Covid: L’acquisition de vaccins en Afrique retardée par l’égoïsme des grandes puissances

par pierre Dieme

Pendant que certaines franges de la population en Afrique versent dans des débats stériles sur les vaccins contre la Codiv-19, au niveau des hautes sphères des Etats, on se préoccupe.

La raison principale tient au fait que certaines grandes puissances font des commandes excédentaires de vaccins dans le souci de les conserver, selon le principe de précaution.

Après l’Organisation mondiale de la santé (Oms) qui a alerté sur cet état de fait, demandant à ces gouvernements d’éviter ces pratiques et de verser l’excédent dans l’initiative Covax, le Président sud-africain Cyril Ramophosa est sorti de ses gonds pour tirer la sonnette d’alarme.

Invité du Forum économique mondial de Davos, il a dénoncé ces pratiques d’un autre siècle symptomatique des relations difficiles entre Etats et révélatrices surtout de l’égoïsme des grandes puissances guidées par le souci de toujours préserver leurs intérêts.

Après les excédents agricoles parfois brûlés alors que l’on meurt de faim dans de nombreux autres pays du globe, voilà l’excédent de vaccins que l’on commande parce que l’on en a les moyens.

On crée ainsi un déficit artificiel parce que toute la production des laboratoires actuellement autorisés à en produire risque d’être systématiquement absorbée.

Pendant ce temps, des pays comme l’Afrique du Sud, la Côte d’Ivoire et bien d’autres, ont dû revoir leurs protocoles vaccinaux avec retard dans l’acquisition des vaccins.

Car, si la demande est trop forte, les pays faibles seront naturellement les moins servis pendant que de nombreuses doses de vaccins attendent d’être utilisées.

Or, selon les prévisions, le dispositif Covax ne permet de vacciner que 20% des africains. Très peu au regard du regain de contaminations observé partout et surtout du taux de létalité qui ne cesse de grimper.

Le Sénégal, par exemple, a franchi la barre des 600 décès de Covid-19 alors qu’en Afrique du sud, on en est à 41 mille décès pour ne citer que ces deux exemples.

Or, à l’état actuel des choses, nous ne pouvons qu’attendre que les commandes faites par les pays africains soient satisfaites. Ce qui sera loin d’être facile pour les raisons évoquées plus haut.

Or, si cette situation perdure, il faudra s’attendre à beaucoup plus de cas de contamination dans le continent et à beaucoup plus de décès. Ce qui serait dommage.

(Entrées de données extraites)
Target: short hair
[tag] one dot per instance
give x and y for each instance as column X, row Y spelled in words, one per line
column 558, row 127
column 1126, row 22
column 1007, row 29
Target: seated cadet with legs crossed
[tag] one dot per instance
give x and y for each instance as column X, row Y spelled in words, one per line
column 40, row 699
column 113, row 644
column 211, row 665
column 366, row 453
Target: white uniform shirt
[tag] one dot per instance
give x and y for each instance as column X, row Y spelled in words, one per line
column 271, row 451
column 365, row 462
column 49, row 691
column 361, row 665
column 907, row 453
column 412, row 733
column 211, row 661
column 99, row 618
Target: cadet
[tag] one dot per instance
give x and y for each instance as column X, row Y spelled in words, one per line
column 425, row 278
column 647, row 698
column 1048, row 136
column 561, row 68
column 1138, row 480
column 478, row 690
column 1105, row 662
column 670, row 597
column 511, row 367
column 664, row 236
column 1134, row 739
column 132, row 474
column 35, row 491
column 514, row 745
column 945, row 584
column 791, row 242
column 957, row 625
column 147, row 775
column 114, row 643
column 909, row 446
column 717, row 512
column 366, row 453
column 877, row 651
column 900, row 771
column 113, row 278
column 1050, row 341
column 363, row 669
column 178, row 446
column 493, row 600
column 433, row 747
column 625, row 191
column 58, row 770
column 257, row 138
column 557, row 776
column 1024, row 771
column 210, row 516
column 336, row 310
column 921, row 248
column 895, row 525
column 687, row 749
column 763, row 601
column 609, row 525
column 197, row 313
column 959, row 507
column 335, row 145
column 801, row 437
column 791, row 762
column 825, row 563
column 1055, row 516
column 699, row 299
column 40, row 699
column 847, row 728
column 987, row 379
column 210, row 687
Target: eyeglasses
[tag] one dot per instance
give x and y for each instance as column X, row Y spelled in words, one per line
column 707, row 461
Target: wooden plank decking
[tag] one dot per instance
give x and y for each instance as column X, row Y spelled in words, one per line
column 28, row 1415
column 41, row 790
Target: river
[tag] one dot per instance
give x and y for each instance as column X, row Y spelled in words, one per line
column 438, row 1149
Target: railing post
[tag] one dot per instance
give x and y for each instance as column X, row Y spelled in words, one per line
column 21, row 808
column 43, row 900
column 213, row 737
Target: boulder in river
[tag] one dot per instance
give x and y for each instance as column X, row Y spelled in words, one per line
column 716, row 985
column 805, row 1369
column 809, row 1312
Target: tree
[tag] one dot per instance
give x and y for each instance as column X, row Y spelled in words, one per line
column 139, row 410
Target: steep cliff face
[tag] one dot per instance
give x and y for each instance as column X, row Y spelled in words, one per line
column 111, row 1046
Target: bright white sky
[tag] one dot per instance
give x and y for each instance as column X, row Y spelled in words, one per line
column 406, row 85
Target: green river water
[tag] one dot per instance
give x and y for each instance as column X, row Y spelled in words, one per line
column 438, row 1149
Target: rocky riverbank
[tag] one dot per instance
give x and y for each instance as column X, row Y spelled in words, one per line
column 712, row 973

| CONSIGNE |
Répondez aux questions suivantes d'après l'article sur l'acquisition des vaccins en Afrique.
1. À quel forum le président sud-africain était-il invité lorsqu'il a dénoncé ces pratiques ?
2. Selon les prévisions, quel pourcentage des Africains le dispositif Covax permet-il de vacciner ?
3. Combien de décès de Covid-19 l'article indique-t-il pour l'Afrique du Sud ?

| CORRIGÉ |
1. Au Forum économique mondial de Davos.
2. 20 %.
3. 41 mille décès.